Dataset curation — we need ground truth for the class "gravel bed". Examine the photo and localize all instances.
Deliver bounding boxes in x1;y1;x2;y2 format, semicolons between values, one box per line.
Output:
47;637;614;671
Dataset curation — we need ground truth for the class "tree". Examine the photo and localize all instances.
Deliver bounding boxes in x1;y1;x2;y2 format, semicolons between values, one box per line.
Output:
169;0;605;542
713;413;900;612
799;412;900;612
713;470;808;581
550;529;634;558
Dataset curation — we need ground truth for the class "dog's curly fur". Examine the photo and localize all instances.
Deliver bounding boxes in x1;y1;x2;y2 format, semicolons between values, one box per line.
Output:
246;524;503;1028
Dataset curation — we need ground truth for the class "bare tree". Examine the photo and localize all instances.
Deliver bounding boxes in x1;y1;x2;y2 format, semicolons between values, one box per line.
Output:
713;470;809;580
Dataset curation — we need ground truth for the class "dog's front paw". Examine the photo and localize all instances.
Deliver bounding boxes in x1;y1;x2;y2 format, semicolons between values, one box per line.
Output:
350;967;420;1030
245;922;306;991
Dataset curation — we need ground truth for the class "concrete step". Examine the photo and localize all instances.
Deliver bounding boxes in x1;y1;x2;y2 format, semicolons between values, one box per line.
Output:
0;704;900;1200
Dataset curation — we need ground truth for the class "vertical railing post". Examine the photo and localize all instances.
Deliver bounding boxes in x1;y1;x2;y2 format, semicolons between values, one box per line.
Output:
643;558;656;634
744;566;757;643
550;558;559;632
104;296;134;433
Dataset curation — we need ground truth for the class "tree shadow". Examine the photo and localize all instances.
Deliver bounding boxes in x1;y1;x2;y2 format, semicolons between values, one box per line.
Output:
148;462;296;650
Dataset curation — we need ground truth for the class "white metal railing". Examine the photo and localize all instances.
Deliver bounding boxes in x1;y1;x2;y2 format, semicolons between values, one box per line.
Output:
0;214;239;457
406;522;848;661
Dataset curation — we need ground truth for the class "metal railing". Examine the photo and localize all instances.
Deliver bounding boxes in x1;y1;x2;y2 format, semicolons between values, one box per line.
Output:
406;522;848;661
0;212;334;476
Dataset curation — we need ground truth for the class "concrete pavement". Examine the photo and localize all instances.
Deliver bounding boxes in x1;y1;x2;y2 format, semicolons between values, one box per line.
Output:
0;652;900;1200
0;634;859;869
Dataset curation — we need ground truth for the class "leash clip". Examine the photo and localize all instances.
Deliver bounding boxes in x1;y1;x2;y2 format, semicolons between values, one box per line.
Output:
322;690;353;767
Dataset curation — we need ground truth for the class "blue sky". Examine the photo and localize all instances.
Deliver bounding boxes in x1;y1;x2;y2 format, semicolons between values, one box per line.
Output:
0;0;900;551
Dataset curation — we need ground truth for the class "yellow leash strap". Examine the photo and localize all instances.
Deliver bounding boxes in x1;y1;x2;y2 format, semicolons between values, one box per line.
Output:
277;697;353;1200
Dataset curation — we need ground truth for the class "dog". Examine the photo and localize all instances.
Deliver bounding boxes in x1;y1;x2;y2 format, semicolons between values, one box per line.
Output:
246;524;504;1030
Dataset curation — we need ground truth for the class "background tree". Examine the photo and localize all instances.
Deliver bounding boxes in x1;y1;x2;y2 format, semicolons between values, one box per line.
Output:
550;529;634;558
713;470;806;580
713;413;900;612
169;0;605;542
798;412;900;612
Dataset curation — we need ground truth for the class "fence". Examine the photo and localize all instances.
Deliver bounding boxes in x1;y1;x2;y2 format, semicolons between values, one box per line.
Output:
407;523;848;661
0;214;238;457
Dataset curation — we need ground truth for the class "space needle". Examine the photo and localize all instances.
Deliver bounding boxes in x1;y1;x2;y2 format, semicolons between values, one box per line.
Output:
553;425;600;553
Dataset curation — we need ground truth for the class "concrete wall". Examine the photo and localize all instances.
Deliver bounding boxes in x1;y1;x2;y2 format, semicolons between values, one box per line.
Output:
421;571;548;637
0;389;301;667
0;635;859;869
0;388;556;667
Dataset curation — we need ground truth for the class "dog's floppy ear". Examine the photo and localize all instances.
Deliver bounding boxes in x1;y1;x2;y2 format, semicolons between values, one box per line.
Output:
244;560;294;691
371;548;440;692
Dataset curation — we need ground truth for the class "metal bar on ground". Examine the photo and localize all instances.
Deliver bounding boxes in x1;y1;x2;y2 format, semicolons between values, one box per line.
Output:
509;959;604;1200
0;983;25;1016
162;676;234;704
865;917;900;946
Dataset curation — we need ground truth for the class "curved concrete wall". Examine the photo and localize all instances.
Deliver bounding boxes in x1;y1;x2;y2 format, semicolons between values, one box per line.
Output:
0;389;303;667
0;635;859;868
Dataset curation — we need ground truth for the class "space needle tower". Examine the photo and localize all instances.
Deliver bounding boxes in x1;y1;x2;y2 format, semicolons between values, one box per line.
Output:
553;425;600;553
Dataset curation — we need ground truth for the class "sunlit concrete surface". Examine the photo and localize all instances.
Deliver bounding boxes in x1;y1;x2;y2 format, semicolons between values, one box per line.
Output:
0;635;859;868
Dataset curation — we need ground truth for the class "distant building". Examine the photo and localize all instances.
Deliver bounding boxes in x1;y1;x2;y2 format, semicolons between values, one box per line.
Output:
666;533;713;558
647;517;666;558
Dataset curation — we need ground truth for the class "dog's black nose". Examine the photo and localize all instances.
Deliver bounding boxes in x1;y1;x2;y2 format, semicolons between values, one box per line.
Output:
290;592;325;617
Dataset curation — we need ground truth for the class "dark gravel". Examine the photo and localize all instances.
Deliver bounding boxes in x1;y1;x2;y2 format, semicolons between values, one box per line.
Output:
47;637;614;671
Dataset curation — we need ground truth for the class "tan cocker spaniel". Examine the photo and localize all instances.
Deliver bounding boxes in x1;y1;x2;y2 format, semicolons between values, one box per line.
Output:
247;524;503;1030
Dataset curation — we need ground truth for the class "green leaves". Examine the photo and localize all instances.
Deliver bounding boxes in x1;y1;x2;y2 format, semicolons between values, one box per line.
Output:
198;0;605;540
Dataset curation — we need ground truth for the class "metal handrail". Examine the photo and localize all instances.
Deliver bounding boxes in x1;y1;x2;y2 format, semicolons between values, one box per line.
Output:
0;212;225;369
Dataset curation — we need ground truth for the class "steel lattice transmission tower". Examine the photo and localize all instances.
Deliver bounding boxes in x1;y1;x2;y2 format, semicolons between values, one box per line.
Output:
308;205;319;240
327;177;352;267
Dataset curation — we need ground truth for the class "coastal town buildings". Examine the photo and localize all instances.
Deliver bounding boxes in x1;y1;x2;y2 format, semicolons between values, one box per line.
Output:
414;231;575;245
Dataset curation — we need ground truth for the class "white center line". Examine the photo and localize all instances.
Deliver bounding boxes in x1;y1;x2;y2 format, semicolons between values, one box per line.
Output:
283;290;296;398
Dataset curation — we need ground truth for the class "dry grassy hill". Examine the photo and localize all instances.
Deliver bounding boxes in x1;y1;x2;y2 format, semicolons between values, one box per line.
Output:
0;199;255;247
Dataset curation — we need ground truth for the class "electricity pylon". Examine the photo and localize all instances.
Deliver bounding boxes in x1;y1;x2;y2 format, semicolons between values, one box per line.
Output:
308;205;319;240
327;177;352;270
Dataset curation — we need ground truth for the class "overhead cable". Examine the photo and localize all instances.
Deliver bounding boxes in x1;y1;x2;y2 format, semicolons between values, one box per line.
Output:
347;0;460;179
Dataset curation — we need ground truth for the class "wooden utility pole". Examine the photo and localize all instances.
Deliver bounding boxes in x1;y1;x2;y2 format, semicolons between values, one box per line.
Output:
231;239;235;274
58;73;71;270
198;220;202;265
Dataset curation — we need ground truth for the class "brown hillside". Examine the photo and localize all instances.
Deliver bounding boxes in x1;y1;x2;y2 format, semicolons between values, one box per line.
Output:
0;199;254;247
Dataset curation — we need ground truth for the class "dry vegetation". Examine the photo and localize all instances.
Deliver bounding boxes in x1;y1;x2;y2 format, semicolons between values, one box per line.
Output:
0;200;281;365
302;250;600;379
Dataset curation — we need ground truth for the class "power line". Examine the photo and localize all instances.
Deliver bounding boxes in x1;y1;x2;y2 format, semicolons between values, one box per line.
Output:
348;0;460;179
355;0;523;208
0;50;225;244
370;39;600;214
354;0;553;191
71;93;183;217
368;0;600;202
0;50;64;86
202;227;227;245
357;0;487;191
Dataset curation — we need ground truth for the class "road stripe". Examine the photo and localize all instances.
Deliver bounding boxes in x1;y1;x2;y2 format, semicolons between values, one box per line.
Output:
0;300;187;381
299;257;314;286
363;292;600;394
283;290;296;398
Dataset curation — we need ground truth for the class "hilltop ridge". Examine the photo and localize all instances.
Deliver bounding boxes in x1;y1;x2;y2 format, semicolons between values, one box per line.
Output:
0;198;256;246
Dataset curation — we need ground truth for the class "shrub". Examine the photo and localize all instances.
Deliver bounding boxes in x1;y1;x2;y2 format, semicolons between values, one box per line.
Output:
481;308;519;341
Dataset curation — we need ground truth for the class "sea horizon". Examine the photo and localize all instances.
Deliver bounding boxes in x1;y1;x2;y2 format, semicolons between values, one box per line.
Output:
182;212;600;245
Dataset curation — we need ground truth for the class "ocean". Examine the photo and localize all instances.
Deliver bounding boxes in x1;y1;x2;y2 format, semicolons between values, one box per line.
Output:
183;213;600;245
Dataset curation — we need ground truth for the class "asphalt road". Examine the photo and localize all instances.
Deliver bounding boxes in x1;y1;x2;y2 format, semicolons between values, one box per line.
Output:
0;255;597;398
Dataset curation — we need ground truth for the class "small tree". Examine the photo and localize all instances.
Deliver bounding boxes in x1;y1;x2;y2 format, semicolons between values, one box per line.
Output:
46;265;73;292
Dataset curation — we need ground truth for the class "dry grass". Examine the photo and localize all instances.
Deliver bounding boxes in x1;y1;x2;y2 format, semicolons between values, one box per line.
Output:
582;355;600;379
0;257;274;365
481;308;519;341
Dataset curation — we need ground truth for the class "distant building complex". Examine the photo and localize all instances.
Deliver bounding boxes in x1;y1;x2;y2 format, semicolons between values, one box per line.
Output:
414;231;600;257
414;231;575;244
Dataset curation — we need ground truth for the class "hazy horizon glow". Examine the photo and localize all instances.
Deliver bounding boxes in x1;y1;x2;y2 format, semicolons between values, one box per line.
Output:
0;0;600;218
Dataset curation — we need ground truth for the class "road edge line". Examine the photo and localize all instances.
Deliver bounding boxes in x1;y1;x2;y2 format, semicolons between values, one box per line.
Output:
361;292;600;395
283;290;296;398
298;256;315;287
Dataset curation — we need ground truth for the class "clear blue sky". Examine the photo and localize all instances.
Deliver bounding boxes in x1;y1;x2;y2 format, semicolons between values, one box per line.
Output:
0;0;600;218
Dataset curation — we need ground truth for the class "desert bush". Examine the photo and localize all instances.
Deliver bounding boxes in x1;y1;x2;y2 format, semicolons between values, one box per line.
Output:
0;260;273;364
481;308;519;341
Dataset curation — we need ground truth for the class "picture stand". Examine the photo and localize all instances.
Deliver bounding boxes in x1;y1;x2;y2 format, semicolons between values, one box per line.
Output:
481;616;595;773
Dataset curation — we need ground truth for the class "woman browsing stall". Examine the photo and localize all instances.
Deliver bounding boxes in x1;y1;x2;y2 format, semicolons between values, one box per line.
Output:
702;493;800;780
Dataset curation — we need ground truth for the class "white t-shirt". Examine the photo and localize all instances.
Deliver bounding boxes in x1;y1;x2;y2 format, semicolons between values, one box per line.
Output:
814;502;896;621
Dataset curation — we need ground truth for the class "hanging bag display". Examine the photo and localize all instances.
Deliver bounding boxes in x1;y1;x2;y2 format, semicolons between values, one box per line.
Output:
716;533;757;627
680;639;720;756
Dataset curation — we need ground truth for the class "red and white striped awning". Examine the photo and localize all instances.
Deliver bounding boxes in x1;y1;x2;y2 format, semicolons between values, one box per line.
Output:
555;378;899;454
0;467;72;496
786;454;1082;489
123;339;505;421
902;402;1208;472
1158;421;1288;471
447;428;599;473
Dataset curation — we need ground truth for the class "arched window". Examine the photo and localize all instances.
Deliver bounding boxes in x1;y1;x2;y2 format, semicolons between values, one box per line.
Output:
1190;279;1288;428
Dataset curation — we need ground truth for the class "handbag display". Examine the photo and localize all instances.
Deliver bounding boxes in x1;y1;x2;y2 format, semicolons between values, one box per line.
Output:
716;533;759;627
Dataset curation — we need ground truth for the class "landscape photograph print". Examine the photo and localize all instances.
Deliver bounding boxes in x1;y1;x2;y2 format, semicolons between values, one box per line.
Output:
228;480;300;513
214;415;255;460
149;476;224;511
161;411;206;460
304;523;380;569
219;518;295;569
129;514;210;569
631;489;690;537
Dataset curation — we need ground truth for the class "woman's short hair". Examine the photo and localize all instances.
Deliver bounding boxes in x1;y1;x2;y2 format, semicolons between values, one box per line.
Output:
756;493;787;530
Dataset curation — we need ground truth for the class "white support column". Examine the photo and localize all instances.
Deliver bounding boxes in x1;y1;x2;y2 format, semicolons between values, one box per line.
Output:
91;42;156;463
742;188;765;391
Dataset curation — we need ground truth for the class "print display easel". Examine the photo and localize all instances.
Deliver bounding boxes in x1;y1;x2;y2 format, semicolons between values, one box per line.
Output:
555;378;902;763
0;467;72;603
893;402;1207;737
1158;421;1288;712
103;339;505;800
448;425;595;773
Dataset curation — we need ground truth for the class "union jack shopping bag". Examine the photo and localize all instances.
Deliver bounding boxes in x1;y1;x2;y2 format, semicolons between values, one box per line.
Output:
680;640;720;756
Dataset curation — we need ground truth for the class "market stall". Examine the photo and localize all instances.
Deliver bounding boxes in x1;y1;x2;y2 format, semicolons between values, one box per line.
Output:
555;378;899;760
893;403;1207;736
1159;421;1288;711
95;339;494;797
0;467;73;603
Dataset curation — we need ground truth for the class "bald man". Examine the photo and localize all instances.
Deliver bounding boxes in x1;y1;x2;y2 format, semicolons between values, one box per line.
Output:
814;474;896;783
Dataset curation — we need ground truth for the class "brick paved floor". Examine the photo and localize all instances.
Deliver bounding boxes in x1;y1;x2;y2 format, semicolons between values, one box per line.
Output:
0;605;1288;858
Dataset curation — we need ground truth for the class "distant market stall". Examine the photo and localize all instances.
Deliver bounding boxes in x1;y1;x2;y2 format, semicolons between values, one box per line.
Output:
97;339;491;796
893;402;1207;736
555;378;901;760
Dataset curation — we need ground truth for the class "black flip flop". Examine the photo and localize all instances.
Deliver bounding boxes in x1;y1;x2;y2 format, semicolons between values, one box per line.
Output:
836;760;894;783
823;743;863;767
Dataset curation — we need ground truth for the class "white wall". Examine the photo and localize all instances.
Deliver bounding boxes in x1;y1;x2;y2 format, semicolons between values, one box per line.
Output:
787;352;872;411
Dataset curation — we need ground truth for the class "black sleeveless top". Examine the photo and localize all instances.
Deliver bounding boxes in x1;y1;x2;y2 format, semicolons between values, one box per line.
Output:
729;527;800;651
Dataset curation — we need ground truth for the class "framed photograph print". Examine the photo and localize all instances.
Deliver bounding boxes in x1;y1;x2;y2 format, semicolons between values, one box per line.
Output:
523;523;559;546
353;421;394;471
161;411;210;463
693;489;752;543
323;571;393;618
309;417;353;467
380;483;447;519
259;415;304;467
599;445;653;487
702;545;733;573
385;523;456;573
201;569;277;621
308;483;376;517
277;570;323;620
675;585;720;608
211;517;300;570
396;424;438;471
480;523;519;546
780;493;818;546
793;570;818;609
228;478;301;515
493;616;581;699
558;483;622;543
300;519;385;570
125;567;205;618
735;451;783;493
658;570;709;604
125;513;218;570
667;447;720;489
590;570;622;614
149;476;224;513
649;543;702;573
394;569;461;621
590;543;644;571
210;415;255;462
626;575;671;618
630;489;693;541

☆ ☆ ☆

指示と条件:
上の資料で「display」という語が入っている行を探し、その行をひとつ残らず書き写してください。

回答:
Dataset curation — we need ground truth for the class "hanging bag display". Examine the photo and localize all instances.
Dataset curation — we need ground truth for the class "handbag display". Examine the photo and localize all instances.
Dataset curation — we need ground truth for the class "print display easel". Examine the photo and localize all instances.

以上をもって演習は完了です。